| WHAT YOU ARE ASKED TO DO |
Below are the records. How many of their lines contain "tyre"? Give only the number.

======== SUPPLIED DATA ========

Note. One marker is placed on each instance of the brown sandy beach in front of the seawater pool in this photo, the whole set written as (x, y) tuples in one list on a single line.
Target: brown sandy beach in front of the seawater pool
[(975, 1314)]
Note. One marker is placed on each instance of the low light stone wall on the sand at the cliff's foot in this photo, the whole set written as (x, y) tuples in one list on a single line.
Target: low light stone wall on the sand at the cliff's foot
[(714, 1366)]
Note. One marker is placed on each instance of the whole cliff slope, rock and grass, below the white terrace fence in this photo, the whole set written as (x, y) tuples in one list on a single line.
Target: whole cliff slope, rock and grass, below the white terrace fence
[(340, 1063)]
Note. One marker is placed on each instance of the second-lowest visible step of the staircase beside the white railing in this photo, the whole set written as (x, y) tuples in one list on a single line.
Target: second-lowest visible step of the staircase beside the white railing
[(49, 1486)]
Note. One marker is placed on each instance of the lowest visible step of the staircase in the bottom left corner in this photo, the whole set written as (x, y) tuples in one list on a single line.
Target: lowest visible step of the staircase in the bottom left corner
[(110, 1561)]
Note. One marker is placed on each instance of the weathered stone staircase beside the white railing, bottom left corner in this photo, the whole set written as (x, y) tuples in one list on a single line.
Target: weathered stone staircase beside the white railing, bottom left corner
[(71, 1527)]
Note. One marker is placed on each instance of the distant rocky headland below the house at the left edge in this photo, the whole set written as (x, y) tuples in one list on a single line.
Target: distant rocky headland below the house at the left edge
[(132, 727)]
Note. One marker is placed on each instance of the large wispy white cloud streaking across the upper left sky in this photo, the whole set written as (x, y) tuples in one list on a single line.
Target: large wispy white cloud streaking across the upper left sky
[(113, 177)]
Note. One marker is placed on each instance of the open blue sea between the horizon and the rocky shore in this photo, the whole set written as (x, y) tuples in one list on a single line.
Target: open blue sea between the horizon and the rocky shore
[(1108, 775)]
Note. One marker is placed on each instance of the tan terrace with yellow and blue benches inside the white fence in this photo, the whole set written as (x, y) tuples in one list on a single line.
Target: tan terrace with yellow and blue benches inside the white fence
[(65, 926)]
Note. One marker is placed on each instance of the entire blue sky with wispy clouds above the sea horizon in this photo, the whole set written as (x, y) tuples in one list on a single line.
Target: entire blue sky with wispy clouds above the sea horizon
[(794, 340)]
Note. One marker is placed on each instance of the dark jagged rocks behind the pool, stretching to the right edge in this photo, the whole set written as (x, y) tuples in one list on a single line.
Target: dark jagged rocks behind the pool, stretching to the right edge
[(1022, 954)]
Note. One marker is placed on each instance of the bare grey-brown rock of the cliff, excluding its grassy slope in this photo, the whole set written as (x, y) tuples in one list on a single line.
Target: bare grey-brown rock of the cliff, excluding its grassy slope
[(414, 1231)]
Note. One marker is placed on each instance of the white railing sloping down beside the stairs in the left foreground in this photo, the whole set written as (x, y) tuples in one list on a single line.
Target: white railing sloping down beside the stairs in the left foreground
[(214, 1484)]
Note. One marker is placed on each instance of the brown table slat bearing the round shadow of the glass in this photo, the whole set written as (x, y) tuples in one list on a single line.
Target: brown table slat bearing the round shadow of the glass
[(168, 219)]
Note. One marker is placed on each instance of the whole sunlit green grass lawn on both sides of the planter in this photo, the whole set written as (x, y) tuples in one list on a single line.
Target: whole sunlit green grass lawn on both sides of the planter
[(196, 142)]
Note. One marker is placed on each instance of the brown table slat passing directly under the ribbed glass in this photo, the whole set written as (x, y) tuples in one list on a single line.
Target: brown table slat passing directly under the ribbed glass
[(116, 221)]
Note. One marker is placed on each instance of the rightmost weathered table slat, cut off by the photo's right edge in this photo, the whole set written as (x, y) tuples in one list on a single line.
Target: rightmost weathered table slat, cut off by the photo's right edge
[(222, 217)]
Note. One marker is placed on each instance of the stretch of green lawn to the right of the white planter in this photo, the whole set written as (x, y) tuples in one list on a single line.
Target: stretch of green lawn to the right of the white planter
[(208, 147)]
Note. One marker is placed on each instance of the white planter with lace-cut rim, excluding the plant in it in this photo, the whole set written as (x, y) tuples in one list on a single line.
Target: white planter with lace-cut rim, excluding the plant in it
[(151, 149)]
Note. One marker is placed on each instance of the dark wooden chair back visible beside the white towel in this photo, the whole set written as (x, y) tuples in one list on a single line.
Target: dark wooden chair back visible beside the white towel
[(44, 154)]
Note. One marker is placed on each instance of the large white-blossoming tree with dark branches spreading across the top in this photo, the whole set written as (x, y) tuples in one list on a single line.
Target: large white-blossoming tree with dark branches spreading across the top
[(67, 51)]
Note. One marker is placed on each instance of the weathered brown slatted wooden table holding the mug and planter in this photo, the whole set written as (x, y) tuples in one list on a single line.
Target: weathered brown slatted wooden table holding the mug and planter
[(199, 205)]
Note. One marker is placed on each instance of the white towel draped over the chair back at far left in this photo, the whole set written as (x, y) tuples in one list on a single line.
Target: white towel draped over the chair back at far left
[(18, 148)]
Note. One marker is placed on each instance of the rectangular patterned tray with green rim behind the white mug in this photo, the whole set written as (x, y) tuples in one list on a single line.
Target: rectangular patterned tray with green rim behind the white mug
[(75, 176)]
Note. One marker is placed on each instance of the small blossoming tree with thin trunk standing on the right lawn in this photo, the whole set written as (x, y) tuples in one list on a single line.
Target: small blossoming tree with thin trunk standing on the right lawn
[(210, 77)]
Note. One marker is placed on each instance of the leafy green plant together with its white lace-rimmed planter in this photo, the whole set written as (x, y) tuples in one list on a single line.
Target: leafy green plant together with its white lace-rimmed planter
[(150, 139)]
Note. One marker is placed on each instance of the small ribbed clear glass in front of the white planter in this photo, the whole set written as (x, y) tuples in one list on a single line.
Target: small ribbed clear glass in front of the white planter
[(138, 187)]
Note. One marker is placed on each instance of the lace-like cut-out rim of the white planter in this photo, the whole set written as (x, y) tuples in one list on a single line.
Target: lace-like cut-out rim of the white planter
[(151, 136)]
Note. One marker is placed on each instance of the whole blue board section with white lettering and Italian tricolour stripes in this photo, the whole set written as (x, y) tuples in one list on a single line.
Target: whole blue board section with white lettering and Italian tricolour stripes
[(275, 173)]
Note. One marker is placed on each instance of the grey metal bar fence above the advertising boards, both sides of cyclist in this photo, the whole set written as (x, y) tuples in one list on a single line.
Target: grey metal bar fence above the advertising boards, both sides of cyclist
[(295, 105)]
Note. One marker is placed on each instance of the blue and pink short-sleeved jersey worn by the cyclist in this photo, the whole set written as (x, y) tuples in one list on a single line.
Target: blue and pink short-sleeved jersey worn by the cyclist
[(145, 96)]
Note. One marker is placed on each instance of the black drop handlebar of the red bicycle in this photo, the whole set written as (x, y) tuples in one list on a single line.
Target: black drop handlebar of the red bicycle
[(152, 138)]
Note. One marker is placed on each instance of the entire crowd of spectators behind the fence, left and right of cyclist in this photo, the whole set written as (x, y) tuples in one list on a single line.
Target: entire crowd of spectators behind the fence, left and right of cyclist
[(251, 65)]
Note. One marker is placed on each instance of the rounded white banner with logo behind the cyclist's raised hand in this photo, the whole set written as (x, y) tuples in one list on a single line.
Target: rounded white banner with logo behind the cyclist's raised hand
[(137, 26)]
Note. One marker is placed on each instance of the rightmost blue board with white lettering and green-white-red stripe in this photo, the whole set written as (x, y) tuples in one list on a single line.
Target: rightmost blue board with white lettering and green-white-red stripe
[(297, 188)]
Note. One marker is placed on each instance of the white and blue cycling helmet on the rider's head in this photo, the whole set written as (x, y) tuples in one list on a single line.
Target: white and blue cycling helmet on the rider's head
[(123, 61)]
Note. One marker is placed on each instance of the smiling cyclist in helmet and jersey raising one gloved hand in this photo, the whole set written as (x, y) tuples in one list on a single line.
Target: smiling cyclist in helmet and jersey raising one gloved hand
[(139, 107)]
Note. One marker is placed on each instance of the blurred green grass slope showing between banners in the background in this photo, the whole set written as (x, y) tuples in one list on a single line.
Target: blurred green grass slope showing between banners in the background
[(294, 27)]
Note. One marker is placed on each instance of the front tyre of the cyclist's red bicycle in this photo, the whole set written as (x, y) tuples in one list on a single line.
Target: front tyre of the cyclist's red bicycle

========

| RESPONSE BOX |
2